§ THE EXERCISE: Copy every item below word for word, and leave the pictures out of your answer.

::::::

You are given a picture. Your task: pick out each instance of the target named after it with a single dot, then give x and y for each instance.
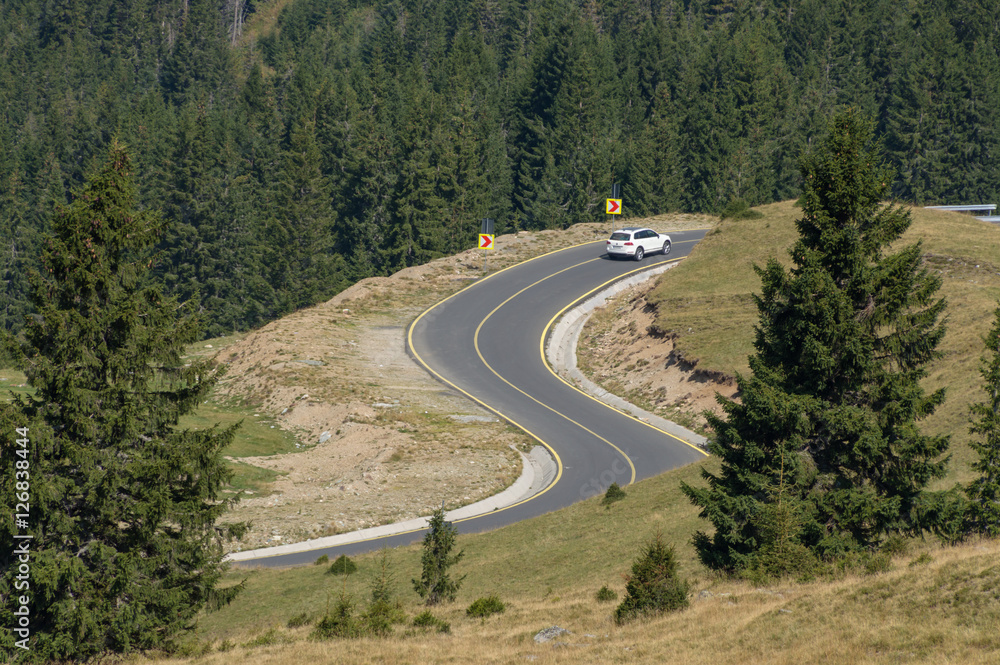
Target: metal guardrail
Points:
(983, 207)
(987, 208)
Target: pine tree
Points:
(653, 586)
(123, 507)
(435, 584)
(984, 491)
(834, 391)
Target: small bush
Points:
(739, 209)
(485, 607)
(340, 623)
(384, 609)
(895, 545)
(614, 493)
(344, 565)
(299, 620)
(878, 563)
(653, 586)
(427, 620)
(264, 640)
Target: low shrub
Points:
(614, 493)
(485, 607)
(340, 623)
(653, 585)
(299, 620)
(427, 620)
(344, 565)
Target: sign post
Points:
(613, 206)
(486, 238)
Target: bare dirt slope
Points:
(381, 440)
(620, 350)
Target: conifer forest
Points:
(294, 147)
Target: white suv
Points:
(636, 242)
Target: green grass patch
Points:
(253, 478)
(12, 382)
(577, 547)
(258, 435)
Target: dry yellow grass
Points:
(939, 606)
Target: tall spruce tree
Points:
(834, 387)
(984, 491)
(123, 506)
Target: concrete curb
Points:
(537, 471)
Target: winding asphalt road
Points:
(487, 342)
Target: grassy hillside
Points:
(932, 605)
(706, 301)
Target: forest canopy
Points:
(297, 146)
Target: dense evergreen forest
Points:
(297, 146)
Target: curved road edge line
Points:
(577, 303)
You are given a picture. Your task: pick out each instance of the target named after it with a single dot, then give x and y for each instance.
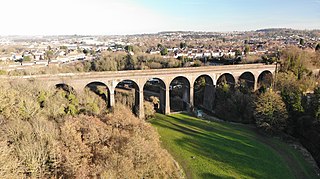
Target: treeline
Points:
(50, 133)
(291, 105)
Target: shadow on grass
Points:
(231, 150)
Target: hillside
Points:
(223, 150)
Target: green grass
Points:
(223, 150)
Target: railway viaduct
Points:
(251, 73)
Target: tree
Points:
(49, 55)
(183, 45)
(129, 48)
(301, 42)
(164, 51)
(318, 47)
(270, 111)
(238, 53)
(246, 49)
(315, 103)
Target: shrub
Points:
(270, 112)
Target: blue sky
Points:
(39, 17)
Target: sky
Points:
(119, 17)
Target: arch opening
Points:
(246, 82)
(127, 93)
(265, 80)
(204, 92)
(179, 94)
(65, 87)
(226, 80)
(154, 91)
(101, 90)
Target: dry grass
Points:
(39, 139)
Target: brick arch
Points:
(247, 78)
(226, 77)
(156, 87)
(93, 87)
(179, 91)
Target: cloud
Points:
(35, 17)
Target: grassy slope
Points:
(223, 150)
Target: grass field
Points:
(223, 150)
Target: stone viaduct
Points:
(78, 81)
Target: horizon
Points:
(152, 33)
(124, 17)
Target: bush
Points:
(270, 112)
(149, 111)
(33, 145)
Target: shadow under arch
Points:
(228, 79)
(204, 92)
(246, 81)
(65, 87)
(265, 80)
(157, 88)
(179, 94)
(100, 89)
(127, 93)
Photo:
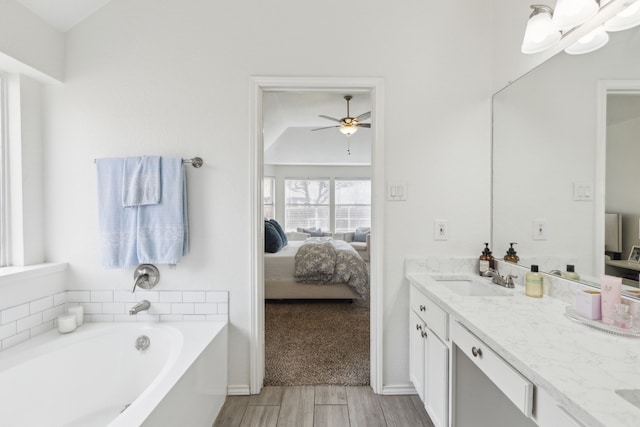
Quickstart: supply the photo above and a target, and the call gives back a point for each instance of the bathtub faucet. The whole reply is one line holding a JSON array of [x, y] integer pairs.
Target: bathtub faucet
[[141, 306]]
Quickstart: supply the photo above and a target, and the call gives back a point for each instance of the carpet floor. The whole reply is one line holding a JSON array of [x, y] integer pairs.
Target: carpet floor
[[320, 342]]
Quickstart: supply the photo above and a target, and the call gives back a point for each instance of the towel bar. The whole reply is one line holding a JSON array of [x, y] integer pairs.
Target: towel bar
[[196, 162]]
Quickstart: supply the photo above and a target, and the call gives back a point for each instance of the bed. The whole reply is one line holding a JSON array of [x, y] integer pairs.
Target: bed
[[282, 280]]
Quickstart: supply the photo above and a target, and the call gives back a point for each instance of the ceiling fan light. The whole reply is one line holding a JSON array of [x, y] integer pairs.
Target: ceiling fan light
[[628, 17], [348, 129], [590, 42], [571, 13], [540, 33]]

::::::

§ ANSWER TO THE TASK:
You are given a picture. Your task: pick out each instance of the target named after it with a single dot, then give x and y for each instance.
Target: metal guardrail
Points:
(983, 207)
(987, 208)
Target: pine tree
Points:
(653, 586)
(123, 507)
(435, 584)
(984, 491)
(834, 391)
Target: small bush
Points:
(739, 209)
(485, 607)
(340, 623)
(384, 609)
(895, 545)
(614, 493)
(344, 565)
(299, 620)
(878, 563)
(653, 586)
(427, 620)
(264, 640)
Target: low shrub
Points:
(614, 493)
(485, 607)
(340, 623)
(653, 585)
(299, 620)
(427, 620)
(344, 565)
Target: sign post
Points:
(613, 206)
(486, 238)
Target: bare dirt slope
Points:
(381, 440)
(620, 350)
Target: conifer forest
Points:
(294, 147)
Target: white suv
Points:
(636, 242)
Target: green grass patch
Points:
(253, 478)
(12, 382)
(577, 547)
(258, 435)
Target: dry yellow grass
Points:
(939, 606)
Target: tall spruce tree
Points:
(834, 387)
(984, 491)
(123, 506)
Target: concrete curb
Points:
(537, 471)
Target: winding asphalt road
Points:
(487, 342)
Target: grassy hillside
Points:
(932, 605)
(706, 301)
Target: forest canopy
Points:
(297, 146)
Target: dense evergreen forest
Points:
(297, 146)
Target: curved road edge line
Points:
(577, 303)
You are given a picture. Your task: pick out each instance of the target named after it with a single dot, then give x and y for each instance.
Target: treeline
Points:
(50, 133)
(291, 105)
Target: shadow on grass
Points:
(231, 150)
Target: hillside
Points:
(223, 150)
Target: green grass
Points:
(223, 150)
Target: railway viaduct
Points:
(251, 73)
Target: tree
Points:
(49, 55)
(183, 45)
(129, 48)
(301, 42)
(164, 51)
(318, 47)
(270, 111)
(238, 53)
(246, 49)
(315, 103)
Target: shrub
Points:
(270, 112)
Target: blue sky
Points:
(39, 17)
Target: sky
Points:
(119, 17)
Target: arch opening
Points:
(246, 82)
(127, 93)
(265, 80)
(204, 92)
(179, 94)
(65, 87)
(226, 80)
(154, 91)
(101, 90)
Target: dry grass
Points:
(39, 139)
Target: brick arch
Points:
(247, 78)
(226, 77)
(156, 87)
(93, 87)
(179, 91)
Target: cloud
Points:
(35, 17)
Target: grassy slope
Points:
(223, 150)
Target: grass field
Points:
(223, 150)
Target: stone viaduct
Points:
(78, 81)
Target: horizon
Points:
(152, 33)
(124, 17)
Target: bush
Points:
(270, 112)
(149, 111)
(33, 145)
Target: shadow under arch
Points:
(228, 79)
(204, 92)
(246, 81)
(65, 87)
(265, 80)
(157, 88)
(179, 94)
(100, 89)
(127, 93)
Photo:
Quickstart: supply the photo above and a target, and the call gives back a point for each instance of the bathtub faucet. The whole reply is one line holding a JSON array of [x, y] integer pairs.
Target: bathtub faucet
[[141, 306]]
Quickstart: supply the photo above and a target, and the call gives back a point for each instance of the carpet floor. The whole reply is one line holding a JSON array of [x, y] integer pairs.
Target: carpet floor
[[320, 342]]
Quickstart: supply the photo above and a target, and the call gives back a point for each instance of the towel bar. The whole reply is one line holding a JSON array of [x, y] integer pairs.
Target: towel bar
[[196, 162]]
Quickstart: supply the photo above and a target, and the call gives back a point for each instance of the bed. The whole reply is one line holding a JSON array of [x, y] integer pairs.
Target: bed
[[282, 280]]
Quickstart: supply the photo above and a target, and the call gives back a point for each instance of the ceiling fan light. The whole reply is one line holding a JSON array of [x, y] integer pairs.
Target: ceiling fan light
[[628, 17], [348, 129], [590, 42], [571, 13], [540, 33]]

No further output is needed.